=== PROMPT ===
Copy the records character for character, from the first line through the line containing "positive clicks: (145, 179)", with both ends included.

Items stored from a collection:

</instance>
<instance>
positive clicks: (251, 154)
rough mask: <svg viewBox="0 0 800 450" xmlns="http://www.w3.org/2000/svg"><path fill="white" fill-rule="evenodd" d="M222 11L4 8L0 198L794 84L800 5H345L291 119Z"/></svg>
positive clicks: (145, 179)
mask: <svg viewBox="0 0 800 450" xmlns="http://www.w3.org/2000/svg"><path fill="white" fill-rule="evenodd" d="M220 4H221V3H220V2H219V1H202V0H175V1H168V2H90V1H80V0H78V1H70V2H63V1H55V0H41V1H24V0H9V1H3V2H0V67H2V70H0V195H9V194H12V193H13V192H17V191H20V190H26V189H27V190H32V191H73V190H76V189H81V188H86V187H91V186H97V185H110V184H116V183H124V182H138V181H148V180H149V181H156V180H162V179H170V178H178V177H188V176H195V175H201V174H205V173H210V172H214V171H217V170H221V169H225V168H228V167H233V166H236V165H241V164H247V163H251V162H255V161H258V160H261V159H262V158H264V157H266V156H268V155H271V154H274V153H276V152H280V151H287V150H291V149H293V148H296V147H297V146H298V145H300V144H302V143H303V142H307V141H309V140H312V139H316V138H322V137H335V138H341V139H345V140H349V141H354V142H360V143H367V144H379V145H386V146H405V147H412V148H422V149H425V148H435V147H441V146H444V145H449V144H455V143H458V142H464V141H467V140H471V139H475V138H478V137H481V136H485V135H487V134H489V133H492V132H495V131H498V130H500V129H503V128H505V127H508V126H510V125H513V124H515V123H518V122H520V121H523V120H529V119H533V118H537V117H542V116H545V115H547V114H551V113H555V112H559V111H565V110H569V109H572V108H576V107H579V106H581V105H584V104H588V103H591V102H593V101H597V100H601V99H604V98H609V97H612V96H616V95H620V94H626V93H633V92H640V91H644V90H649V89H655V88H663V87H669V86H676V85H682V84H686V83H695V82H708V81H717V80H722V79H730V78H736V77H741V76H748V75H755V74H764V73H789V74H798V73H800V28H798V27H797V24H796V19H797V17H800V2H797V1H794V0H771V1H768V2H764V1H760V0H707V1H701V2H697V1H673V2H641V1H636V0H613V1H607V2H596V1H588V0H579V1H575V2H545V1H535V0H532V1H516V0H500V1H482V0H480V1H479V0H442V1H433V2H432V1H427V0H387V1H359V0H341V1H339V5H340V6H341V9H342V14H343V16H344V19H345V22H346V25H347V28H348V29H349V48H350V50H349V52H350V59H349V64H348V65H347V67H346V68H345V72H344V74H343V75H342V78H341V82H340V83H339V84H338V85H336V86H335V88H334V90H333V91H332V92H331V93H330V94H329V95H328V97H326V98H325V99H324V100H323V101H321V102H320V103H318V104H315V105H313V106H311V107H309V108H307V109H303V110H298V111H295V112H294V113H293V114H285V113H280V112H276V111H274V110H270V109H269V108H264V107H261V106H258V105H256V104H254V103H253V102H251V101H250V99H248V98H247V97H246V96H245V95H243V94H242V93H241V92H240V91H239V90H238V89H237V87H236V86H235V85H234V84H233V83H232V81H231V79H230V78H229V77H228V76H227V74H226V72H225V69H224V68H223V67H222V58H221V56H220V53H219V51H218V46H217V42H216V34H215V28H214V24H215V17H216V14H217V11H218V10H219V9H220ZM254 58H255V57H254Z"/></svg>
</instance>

=== EXERCISE ANSWER ===
</instance>
<instance>
positive clicks: (251, 154)
rough mask: <svg viewBox="0 0 800 450" xmlns="http://www.w3.org/2000/svg"><path fill="white" fill-rule="evenodd" d="M222 11L4 8L0 198L794 84L800 5H345L291 119Z"/></svg>
positive clicks: (145, 179)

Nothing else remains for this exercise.